**Work request**: Every line of the listing below should come back exactly as written, with no images.

**Given information**:
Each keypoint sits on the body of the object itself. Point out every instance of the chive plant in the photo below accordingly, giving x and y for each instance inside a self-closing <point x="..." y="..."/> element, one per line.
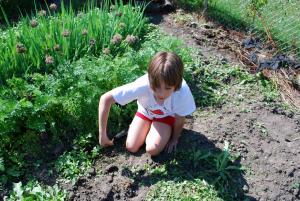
<point x="41" y="42"/>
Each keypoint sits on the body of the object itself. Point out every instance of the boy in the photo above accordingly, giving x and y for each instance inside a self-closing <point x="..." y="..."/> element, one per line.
<point x="163" y="98"/>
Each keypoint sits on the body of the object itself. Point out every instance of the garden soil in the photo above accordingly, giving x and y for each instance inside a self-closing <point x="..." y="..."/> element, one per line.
<point x="267" y="136"/>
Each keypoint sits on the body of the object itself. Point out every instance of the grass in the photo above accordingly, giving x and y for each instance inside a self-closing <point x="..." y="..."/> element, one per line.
<point x="281" y="18"/>
<point x="41" y="42"/>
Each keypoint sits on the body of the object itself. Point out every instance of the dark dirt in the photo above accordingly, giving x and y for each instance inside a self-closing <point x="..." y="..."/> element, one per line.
<point x="266" y="136"/>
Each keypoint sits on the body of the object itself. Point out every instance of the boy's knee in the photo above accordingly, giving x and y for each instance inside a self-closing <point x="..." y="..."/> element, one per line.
<point x="131" y="148"/>
<point x="152" y="150"/>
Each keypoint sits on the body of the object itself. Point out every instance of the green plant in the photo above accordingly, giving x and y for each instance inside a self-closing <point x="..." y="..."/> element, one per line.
<point x="184" y="190"/>
<point x="35" y="191"/>
<point x="39" y="44"/>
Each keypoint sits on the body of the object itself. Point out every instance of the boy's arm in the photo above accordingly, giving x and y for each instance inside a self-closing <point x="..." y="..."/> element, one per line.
<point x="176" y="132"/>
<point x="105" y="103"/>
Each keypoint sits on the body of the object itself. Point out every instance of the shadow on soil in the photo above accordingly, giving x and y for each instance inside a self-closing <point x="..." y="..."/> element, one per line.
<point x="129" y="176"/>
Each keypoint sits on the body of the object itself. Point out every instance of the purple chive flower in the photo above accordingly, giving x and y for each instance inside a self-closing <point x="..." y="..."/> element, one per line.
<point x="119" y="14"/>
<point x="112" y="7"/>
<point x="49" y="59"/>
<point x="80" y="14"/>
<point x="34" y="23"/>
<point x="131" y="39"/>
<point x="66" y="33"/>
<point x="56" y="47"/>
<point x="106" y="51"/>
<point x="21" y="48"/>
<point x="42" y="13"/>
<point x="117" y="39"/>
<point x="84" y="32"/>
<point x="53" y="7"/>
<point x="122" y="25"/>
<point x="92" y="42"/>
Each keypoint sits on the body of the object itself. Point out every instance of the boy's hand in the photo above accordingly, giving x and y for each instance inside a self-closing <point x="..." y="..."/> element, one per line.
<point x="104" y="141"/>
<point x="172" y="145"/>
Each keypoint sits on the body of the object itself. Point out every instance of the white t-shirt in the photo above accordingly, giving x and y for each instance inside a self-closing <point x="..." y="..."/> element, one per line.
<point x="181" y="102"/>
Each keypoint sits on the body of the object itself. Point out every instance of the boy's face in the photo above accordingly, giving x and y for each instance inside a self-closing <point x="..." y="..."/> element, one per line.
<point x="163" y="91"/>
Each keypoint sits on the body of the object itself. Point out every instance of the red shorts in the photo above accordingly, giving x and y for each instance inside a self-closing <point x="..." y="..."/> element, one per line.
<point x="167" y="120"/>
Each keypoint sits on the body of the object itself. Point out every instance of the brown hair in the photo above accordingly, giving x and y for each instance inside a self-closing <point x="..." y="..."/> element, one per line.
<point x="167" y="67"/>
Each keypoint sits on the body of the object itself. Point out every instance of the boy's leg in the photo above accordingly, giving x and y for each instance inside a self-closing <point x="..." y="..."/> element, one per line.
<point x="137" y="133"/>
<point x="157" y="137"/>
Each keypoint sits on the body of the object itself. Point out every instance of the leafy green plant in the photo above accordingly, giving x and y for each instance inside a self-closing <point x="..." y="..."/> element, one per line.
<point x="35" y="191"/>
<point x="41" y="43"/>
<point x="185" y="190"/>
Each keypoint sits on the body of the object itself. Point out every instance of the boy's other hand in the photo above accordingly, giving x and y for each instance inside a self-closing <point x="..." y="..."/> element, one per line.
<point x="104" y="141"/>
<point x="171" y="146"/>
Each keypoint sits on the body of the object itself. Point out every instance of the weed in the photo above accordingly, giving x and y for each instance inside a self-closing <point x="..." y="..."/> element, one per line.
<point x="263" y="130"/>
<point x="183" y="190"/>
<point x="35" y="191"/>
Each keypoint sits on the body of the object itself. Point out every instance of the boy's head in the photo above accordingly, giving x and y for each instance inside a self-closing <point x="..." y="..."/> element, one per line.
<point x="165" y="67"/>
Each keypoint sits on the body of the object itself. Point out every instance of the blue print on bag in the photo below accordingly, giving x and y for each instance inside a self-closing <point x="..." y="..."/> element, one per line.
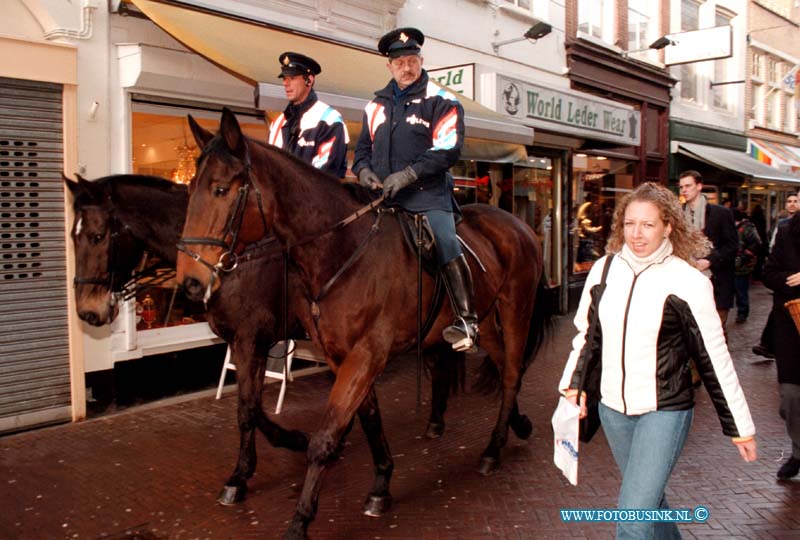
<point x="567" y="445"/>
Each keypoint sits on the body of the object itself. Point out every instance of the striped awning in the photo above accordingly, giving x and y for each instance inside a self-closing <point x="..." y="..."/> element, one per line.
<point x="777" y="155"/>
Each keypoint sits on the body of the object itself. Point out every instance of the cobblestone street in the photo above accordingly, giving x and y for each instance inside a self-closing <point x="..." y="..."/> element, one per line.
<point x="154" y="471"/>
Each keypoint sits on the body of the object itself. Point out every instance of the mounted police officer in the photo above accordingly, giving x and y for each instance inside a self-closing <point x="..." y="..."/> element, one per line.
<point x="309" y="128"/>
<point x="412" y="133"/>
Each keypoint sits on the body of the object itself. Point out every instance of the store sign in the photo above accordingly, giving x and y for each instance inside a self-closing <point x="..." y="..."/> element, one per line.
<point x="460" y="79"/>
<point x="568" y="112"/>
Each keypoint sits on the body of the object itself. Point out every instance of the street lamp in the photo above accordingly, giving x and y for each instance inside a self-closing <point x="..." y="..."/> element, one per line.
<point x="538" y="30"/>
<point x="660" y="43"/>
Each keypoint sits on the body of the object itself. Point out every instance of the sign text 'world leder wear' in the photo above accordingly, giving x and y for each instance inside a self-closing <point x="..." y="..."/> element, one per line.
<point x="577" y="113"/>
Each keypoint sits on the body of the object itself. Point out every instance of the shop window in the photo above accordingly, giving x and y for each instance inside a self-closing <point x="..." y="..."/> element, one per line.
<point x="598" y="183"/>
<point x="162" y="145"/>
<point x="535" y="189"/>
<point x="642" y="27"/>
<point x="596" y="19"/>
<point x="722" y="98"/>
<point x="757" y="65"/>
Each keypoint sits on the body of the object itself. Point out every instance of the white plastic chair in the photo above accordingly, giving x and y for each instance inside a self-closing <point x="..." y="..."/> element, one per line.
<point x="274" y="369"/>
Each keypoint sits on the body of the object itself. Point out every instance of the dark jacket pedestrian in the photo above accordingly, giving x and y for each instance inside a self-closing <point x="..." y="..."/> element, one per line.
<point x="782" y="275"/>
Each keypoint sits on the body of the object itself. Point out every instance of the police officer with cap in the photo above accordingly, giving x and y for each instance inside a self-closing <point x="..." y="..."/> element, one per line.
<point x="308" y="128"/>
<point x="411" y="134"/>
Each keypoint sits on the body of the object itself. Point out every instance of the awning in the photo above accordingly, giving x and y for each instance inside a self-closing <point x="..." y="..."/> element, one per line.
<point x="350" y="73"/>
<point x="775" y="154"/>
<point x="737" y="162"/>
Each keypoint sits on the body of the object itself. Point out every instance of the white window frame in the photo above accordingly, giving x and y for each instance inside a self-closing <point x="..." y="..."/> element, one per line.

**Solution below**:
Each keypoint sits on the body of the object itself. Point out every instance of the chive plant in the photo below accordingly, giving x and y for each instance inside a self-closing <point x="..." y="..."/> element, one per line.
<point x="41" y="42"/>
Each keypoint sits on the body of the object itself. Point out every instance of the boy in the photo above accordingly, giving x and y for each instance inside a self-closing <point x="..." y="..."/> element, one per line.
<point x="163" y="98"/>
Each keypoint sits on the body of the object itself. Point out every instance of the garden soil in the photo above accordingly, giving x and y for each instance inside a self-closing <point x="..." y="..."/> element, one per line.
<point x="267" y="136"/>
Each keypoint sits on the body of the object itself. Point out every instance of the grass in the photo above accordingly, giving x and y for each instance inside a self-closing <point x="..." y="..."/> element, one per line.
<point x="281" y="18"/>
<point x="41" y="42"/>
Each keypoint sits on the body of the object itself. Point out every instance of the dark dirt in the photo above accordingly, giving x and y for each instance inside a self-closing <point x="..." y="..."/> element, one per line.
<point x="266" y="136"/>
Each keypoint sits on the body of the object itself. Point out every instance of the boy's knee in the photo above accordingly, giving x and y for each instance inside a self-closing <point x="..." y="..."/> element, one per line.
<point x="131" y="148"/>
<point x="152" y="150"/>
Each keypoint sits on the body of the object itself. Point out every instance of the green plant in the photo above accordingly, giving x and y for each instance inside a self-closing <point x="..." y="..."/> element, one per line.
<point x="184" y="190"/>
<point x="35" y="191"/>
<point x="39" y="44"/>
Each keypoint sits on the body of the object itself. Point out every instance of the boy's arm in the photo above accordingly, giving x and y for each instance inside a self-closing <point x="..." y="..."/> element, one per line.
<point x="176" y="132"/>
<point x="105" y="103"/>
Each keypoint sits on the body of the object itself. Point out every instance of the shadow on soil in the photo above accordingly, giving x and y for each instance inside a self-closing <point x="..." y="..."/> element, one per line.
<point x="129" y="176"/>
Each keypoint sits on the body of the object itself. Point out every instance of the purple chive flower in the photo above accordingly, giving x and y for each instance inside a self-closing <point x="..." y="..."/> element, one per line.
<point x="119" y="14"/>
<point x="112" y="7"/>
<point x="49" y="59"/>
<point x="80" y="14"/>
<point x="34" y="23"/>
<point x="131" y="39"/>
<point x="66" y="33"/>
<point x="56" y="47"/>
<point x="106" y="51"/>
<point x="21" y="48"/>
<point x="42" y="13"/>
<point x="117" y="39"/>
<point x="84" y="32"/>
<point x="53" y="7"/>
<point x="122" y="25"/>
<point x="92" y="42"/>
Each keypoint sits on the body of the object itself. Point out every instance of the boy's hand in the photo above accordingly, giving x and y for each instance inside a self-closing <point x="..." y="..."/> element, one per line.
<point x="104" y="141"/>
<point x="172" y="145"/>
Each keypoint sits on the body of the object itself. Point out every instance of the white t-shirt in the photo above accordingly, giving x and y for each instance inside a self-closing <point x="..." y="..."/> element, one per line.
<point x="181" y="102"/>
Each keypoint sits on the body of the object itself. Point out every instance of the boy's face in the photo above accordingly, giving x and y for each instance inside a self-closing <point x="..." y="..."/> element, one per line.
<point x="163" y="91"/>
Each keypoint sits on the body of the object itself. Point out every instance of the red shorts in the photo above accordingly, giving x and y for each instance inside a self-closing <point x="..." y="..."/> element, one per line.
<point x="167" y="120"/>
Each keypoint sits on the body of the object itself. Point out every instance of the brown hair in the photo above accordingly, giving x and y for each instance inside a self-closing <point x="..." y="..."/> element, one per line.
<point x="167" y="67"/>
Each keypoint sits on the body of the object itself. Point out every instance of the boy's leg in the photo above accordingly, giving x and y for each instance inside a self-closing <point x="..." y="..."/> element, one per line.
<point x="137" y="133"/>
<point x="157" y="137"/>
Each keypoint sits on the body of the object itself. Point out every instance of the leafy green plant in the photo above accordingly, giving x and y for each instance inside a self-closing <point x="..." y="..."/> element, one per line.
<point x="35" y="191"/>
<point x="41" y="43"/>
<point x="185" y="190"/>
Each keypoint sits on the body of the object itself. Point out every instance of the boy's other hand in the photo above accordingly, giving x and y for each instance inside a self-closing <point x="..." y="..."/> element, one per line.
<point x="104" y="141"/>
<point x="171" y="146"/>
Each keypoint sits on the body of the object itself. Point out every instance of the weed in the photo above accordingly, giving x and y for each instance inside a self-closing <point x="..." y="..."/> element, one per line.
<point x="263" y="130"/>
<point x="183" y="190"/>
<point x="35" y="191"/>
Each keypoint sits on the body of the object itself. Point out every instance of the boy's head in the photo above accordingly, giving x and y for each instance inside a self-closing <point x="..." y="..."/> element, one per line.
<point x="165" y="67"/>
Each keypoint sits on the body of the object itself. Point out every instance of the blue print on bag in the photo below accordingly, giving x and y for each instance inside a self-closing <point x="..." y="..."/> element, one per line.
<point x="567" y="445"/>
Each keypoint sits on the body of the object itself. Point out every instance of the striped awning in the photo above accordingly, giving x and y for each instance inside a self-closing <point x="..." y="..."/> element, one per line.
<point x="777" y="155"/>
Each keypoint sits on the body of the object itself. Point out every instance of the cobblestone street in the photo above accordingly, giving x and y for each instance inside a self-closing <point x="..." y="..."/> element, one per line.
<point x="154" y="471"/>
Each keypoint sits on the body of the object itself. Point out every instance of the mounted police officer in the photo above accordingly, giving x and y for each instance inside a self-closing <point x="..." y="..."/> element, one per line.
<point x="309" y="128"/>
<point x="412" y="133"/>
Each keypoint sits on the body of the object itself. Point out every instance of the store sign in the photo above accordingly, giving x and y for each instance inside a self-closing <point x="..." y="..."/> element, one per line.
<point x="460" y="79"/>
<point x="568" y="112"/>
Each keypoint sits on the body of the object itself. Point out every instance of the street lamp in the photo above accordingly, giving x and y for each instance inside a self-closing <point x="..." y="..."/> element, one per line.
<point x="538" y="30"/>
<point x="660" y="43"/>
Each keypoint sits on the body of the object itself. Point out every instance of the sign text 'world leder wear' in the photo above accordingly, giving x and y for each instance inside a self-closing <point x="..." y="..."/> element, one per line.
<point x="577" y="113"/>
Each keypoint sits on the body of the object itself. Point out every instance of the shop window in the photo above accordingly, giving x and y for each instance inside a self-closing <point x="..." y="..."/> element, one per line.
<point x="598" y="183"/>
<point x="162" y="145"/>
<point x="535" y="189"/>
<point x="642" y="27"/>
<point x="596" y="19"/>
<point x="722" y="98"/>
<point x="757" y="65"/>
Each keypoint sits on the body of the object itself. Point out every instance of the white plastic chair in the photo above accordingly, giving x and y for each instance inside a self-closing <point x="..." y="..."/> element, one per line.
<point x="274" y="369"/>
Each keypoint sits on the body of the object itself. Point out every instance of the dark jacket pedestrian in the photo above accordingly, giving x and y for each instance inside a self-closing <point x="..." y="..."/> element, one per line.
<point x="782" y="275"/>
Each keypoint sits on the body of the object itself. Point out every instance of the police officer with cap in the photo above accordingly, giving x and y for each instance inside a self-closing <point x="..." y="..."/> element, one per line.
<point x="308" y="128"/>
<point x="411" y="134"/>
Each keypoint sits on the body of the object itself. Point out every instance of the awning in the photo above accordingly, giving x and y for each instance inside a self-closing <point x="..." y="..."/> element, one per line.
<point x="350" y="73"/>
<point x="775" y="154"/>
<point x="737" y="162"/>
Each keypoint sits on the body of the object itself. Point out every instance of the white window frame in the photo above accordingly, giving x and y for each instance inside a self-closing <point x="..." y="..."/> element, one per line.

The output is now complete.